* start Data for this task *

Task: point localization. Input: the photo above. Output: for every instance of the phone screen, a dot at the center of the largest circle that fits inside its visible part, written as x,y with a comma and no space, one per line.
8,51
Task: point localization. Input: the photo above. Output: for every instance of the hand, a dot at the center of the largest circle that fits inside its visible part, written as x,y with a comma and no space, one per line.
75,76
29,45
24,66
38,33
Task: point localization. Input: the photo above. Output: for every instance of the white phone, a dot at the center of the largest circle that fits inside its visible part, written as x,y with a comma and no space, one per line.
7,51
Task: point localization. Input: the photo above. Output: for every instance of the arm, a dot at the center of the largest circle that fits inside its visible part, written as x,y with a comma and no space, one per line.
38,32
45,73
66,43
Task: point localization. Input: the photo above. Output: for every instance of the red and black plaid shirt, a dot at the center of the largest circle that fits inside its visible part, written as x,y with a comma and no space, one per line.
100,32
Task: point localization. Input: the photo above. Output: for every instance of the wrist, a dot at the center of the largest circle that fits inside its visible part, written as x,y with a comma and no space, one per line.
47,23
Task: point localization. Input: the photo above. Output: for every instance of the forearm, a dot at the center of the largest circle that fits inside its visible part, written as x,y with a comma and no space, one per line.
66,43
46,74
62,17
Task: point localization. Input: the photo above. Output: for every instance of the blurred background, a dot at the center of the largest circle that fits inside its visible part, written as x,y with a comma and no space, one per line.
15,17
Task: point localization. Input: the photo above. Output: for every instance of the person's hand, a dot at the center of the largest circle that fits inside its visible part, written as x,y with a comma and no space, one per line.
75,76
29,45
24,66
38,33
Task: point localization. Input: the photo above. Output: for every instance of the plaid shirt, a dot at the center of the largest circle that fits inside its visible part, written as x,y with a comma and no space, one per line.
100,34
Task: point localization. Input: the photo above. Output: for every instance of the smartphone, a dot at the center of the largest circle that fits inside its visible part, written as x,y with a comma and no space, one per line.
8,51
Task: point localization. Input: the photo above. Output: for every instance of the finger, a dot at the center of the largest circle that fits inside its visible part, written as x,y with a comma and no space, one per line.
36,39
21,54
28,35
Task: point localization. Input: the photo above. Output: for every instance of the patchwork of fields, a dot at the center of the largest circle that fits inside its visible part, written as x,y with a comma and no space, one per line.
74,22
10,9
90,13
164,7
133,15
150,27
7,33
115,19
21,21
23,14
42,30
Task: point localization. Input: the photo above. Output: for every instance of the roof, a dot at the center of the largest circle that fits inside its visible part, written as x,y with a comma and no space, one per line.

* end Data for this task *

• **What needs to be done**
Write the listing out again, exactly as it reads.

• **Written answer**
Task: point localization. Input: the photo above. Output: for every instance of the phone screen, a dot at the center of the largest circle that fits inside its visible part, written as x,y with a comma and no space, one per line.
8,51
Task: point localization. Input: the photo above. Output: for every instance of the hand, a dot at the center of the largest circle that fits inside its visible part, written as x,y with a comma and no space, one per line.
75,76
29,45
24,66
38,33
Task: point localization. Input: the photo above. Output: for every instance of the white phone, a dot at the center of the largest circle that fits inside its visible part, written as x,y with a comma and no space, one per line.
7,51
Task: point localization. Input: the photo above. Output: for every instance of the arm, a dot at the center of the largest circle that fits inside its visible part, written as x,y with a comma and no space, one per line.
38,32
45,73
66,43
Task: point localization. Input: the photo above. Output: for every instance of the red and black plaid shirt, a dot at the center of the largest circle that fits inside its visible part, written as x,y with a comma and no space, one per line.
100,32
Task: point localization. Input: the photo above. Output: for every instance of the wrist, a dot at the center of the largest circle that fits inside its visible part, written as x,y with a comma and no space, one per line.
47,23
Task: point localization. Input: the photo above. Output: for every instance of the forearm, a dot at the center of the largest circle that fits inside its visible part, written as x,y with a comma and no space, one per line.
66,43
46,74
62,17
Task: point localization. Input: the photo above. Output: for every instance of the blurred background, a dot at the center of the largest circle that fits inside its visible part, written as x,y with a comma and no space, one per line.
15,17
Task: point localization. Input: the photo above. Output: for every instance of the person's hand, a dot at the center of the largest circle that fits inside its visible part, written as x,y with a comma and no space, one per line.
75,76
29,45
24,66
38,33
Task: point localization. Input: the photo above. Output: for every instance of the plaid shirt, a dot at the center of the largest circle that fits inside its visible part, written as x,y with a comma and no space, one per line.
100,34
Task: point localization. Input: the photo above. Output: for every instance of the smartphone, a dot at the center of the largest circle that fits inside its visible part, written as x,y with a comma and no space, one per line.
8,51
Task: point localization. Input: the photo above. Output: for every instance of the finger, a dot at the center of the largest circle that fits inside its visible part, written as x,y with a comma and no space, one per line.
36,39
21,54
28,35
Task: point localization. Input: the photo above. Output: for every instance of the patchwork of fields, a dot at the center of the largest circle that fits inside its visible part, written as x,y with a comma and no space, one per line.
74,22
10,9
90,13
164,7
133,15
150,27
7,33
115,19
21,21
23,14
42,30
Task: point localization. Input: the photo above. Output: for every instance of the roof, a dot at the center of the largest circle that fits inside its visible part, written as x,y with a comma and no space, one per line.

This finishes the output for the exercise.